▸ **Exercício curto**
Copie todas as entradas abaixo, linha por linha, sem mudar nada.

▸ **Trechos das entradas**
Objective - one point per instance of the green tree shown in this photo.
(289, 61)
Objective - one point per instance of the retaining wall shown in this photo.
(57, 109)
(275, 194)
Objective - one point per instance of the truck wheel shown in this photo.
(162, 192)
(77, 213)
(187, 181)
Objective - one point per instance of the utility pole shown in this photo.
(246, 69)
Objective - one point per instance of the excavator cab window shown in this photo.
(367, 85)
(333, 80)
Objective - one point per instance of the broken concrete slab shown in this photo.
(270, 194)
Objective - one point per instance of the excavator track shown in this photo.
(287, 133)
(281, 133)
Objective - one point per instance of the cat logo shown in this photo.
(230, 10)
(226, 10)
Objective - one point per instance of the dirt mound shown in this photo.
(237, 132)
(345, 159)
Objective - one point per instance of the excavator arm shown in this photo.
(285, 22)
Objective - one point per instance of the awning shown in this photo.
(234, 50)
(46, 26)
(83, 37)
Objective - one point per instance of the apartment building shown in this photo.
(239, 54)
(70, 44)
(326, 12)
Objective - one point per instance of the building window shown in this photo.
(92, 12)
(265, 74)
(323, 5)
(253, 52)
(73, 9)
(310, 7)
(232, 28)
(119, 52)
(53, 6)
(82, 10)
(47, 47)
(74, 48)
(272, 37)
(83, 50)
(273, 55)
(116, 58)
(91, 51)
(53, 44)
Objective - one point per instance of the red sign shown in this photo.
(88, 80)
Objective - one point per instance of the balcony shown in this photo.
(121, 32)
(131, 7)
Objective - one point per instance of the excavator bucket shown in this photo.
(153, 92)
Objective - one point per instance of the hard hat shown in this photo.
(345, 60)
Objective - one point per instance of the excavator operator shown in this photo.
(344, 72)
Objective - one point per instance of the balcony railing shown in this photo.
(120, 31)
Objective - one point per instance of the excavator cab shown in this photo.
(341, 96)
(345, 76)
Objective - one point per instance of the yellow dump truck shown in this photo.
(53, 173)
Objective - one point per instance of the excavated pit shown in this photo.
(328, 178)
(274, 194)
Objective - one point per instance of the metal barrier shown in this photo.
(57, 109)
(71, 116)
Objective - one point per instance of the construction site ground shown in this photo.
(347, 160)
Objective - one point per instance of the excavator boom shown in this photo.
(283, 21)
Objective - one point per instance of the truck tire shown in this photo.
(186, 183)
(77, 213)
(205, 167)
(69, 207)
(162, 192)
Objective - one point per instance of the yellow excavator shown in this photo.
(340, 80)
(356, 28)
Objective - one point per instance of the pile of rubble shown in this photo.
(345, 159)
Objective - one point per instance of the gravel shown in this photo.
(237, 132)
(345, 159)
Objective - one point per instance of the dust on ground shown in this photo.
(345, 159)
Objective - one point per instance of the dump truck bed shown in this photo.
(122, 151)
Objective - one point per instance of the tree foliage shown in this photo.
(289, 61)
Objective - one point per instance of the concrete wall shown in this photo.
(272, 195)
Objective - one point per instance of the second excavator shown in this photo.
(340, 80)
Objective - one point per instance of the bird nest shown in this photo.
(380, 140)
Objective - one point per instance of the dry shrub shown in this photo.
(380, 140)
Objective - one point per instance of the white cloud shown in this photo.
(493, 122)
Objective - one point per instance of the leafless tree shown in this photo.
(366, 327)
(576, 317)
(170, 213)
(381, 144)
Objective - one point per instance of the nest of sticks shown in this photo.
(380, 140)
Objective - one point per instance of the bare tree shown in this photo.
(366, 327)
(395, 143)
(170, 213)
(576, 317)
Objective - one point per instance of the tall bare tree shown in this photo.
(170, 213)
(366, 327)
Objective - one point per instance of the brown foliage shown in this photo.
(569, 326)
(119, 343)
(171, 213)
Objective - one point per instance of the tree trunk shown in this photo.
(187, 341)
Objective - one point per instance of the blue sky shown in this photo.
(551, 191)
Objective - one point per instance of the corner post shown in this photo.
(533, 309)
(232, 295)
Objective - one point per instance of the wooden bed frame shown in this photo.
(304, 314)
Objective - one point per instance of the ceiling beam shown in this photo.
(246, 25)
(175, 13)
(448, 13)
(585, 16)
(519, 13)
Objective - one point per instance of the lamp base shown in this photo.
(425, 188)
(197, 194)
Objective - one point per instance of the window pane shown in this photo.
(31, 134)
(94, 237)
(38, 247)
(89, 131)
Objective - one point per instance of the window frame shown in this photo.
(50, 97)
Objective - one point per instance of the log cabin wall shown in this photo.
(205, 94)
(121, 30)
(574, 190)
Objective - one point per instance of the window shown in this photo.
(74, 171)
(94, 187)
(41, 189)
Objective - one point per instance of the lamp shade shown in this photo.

▸ **Resposta do exercício**
Objective - one point per instance of the green tree shown in this photo.
(289, 61)
Objective - one point per instance of the retaining wall shown in this photo.
(57, 109)
(275, 194)
Objective - one point per instance of the truck wheel shown in this photo.
(162, 192)
(77, 213)
(187, 181)
Objective - one point per instance of the utility pole shown in this photo.
(246, 69)
Objective - one point per instance of the excavator cab window shown in this photo.
(367, 85)
(333, 80)
Objective - one point per instance of the broken concrete slab shown in this photo.
(270, 194)
Objective - one point per instance of the excavator track shown in this photo.
(287, 133)
(281, 133)
Objective - one point per instance of the cat logo shown in this photo.
(230, 10)
(226, 10)
Objective - one point per instance of the dirt mound shown in this photo.
(237, 132)
(345, 159)
Objective - one point per instance of the excavator arm shown in this photo.
(285, 22)
Objective - one point per instance of the awning shown in this photo.
(234, 50)
(46, 26)
(83, 37)
Objective - one point per instance of the apartment building shown in this photo.
(239, 54)
(70, 44)
(326, 12)
Objective - one point per instance of the building window shown in this photo.
(92, 12)
(265, 74)
(323, 5)
(253, 52)
(73, 9)
(310, 7)
(232, 28)
(119, 52)
(53, 6)
(82, 10)
(47, 47)
(74, 48)
(272, 37)
(83, 50)
(273, 55)
(116, 58)
(91, 51)
(53, 44)
Objective - one point per instance of the red sign shown in this photo.
(88, 80)
Objective - one point per instance of the balcony shown in this photo.
(121, 32)
(131, 7)
Objective - one point per instance of the excavator bucket shown in this photo.
(153, 92)
Objective - one point per instance of the hard hat shown in this photo.
(345, 60)
Objective - one point per instance of the excavator operator shown in this photo.
(344, 72)
Objective - one point per instance of the balcony railing shown in this photo.
(120, 31)
Objective - one point per instance of the excavator cab shown in this photo.
(341, 96)
(345, 76)
Objective - one point per instance of the yellow dump truck shown in this photo.
(53, 173)
Objective - one point per instance of the excavated pit shown in this photo.
(328, 178)
(274, 194)
Objective - one point per instance of the metal barrier shown in this photo.
(57, 109)
(71, 116)
Objective - one point per instance of the construction site ground shown in this photo.
(347, 160)
Objective - one point per instance of the excavator boom shown in this photo.
(283, 21)
Objective - one point per instance of the truck tire shown in this photo.
(186, 183)
(77, 213)
(205, 167)
(69, 207)
(162, 192)
Objective - one point per instance of the yellow excavator shown in this photo.
(340, 80)
(356, 28)
Objective - one point per instance of the pile of rubble shown in this photo.
(345, 159)
Objective - one point per instance of the gravel shown in this photo.
(237, 132)
(345, 159)
Objective - one point per instance of the dust on ground shown in this photo.
(345, 159)
Objective - one point per instance of the dump truck bed shown in this photo.
(122, 151)
Objective - one point per instance of the tree foliage shown in this photo.
(289, 61)
Objective - one point per instance of the concrete wall shown in this photo.
(272, 195)
Objective - one point per instance of the second excavator shown in this photo.
(340, 80)
Objective - one point per instance of the bird nest shown in this photo.
(380, 140)
Objective - one point per instance of the dry shrub shown in this photo.
(380, 140)
Objective - one point per instance of the white cloud shown in this photo.
(493, 122)
Objective - one point per instance of the leafless tree shown in this photo.
(366, 327)
(576, 317)
(170, 213)
(381, 144)
Objective - one point per instance of the nest of sticks shown in this photo.
(380, 140)
Objective - one point per instance of the bare tree shown in this photo.
(366, 327)
(395, 143)
(170, 213)
(576, 317)
Objective - one point per instance of the tall bare tree shown in this photo.
(170, 213)
(366, 327)
Objective - one point per instance of the brown foliage shown in this photo.
(569, 326)
(119, 343)
(171, 213)
Objective - one point per instance of the tree trunk shown in this photo.
(187, 341)
Objective - one point per instance of the blue sky shown in this photo.
(551, 191)
Objective - one point per instance of the corner post shown in this photo.
(533, 309)
(232, 295)
Objective - one point per instance of the wooden bed frame shown in this photo.
(304, 314)
Objective - one point per instance of the ceiling beam shown in this photo.
(246, 25)
(175, 13)
(448, 13)
(585, 16)
(519, 13)
Objective - one point per instance of the lamp base shown in this photo.
(425, 188)
(197, 194)
Objective - one point per instance of the window pane shown in this photo.
(31, 134)
(94, 237)
(38, 247)
(89, 131)
Objective - one point per instance of the window frame shown in this photo.
(50, 97)
Objective - one point per instance of the log cabin wall shown in this photo.
(205, 94)
(121, 30)
(574, 190)
Objective - one point per instance of the window shown in this photo.
(74, 171)
(94, 187)
(41, 189)
Objective - one point per instance of the lamp shade shown in this photo.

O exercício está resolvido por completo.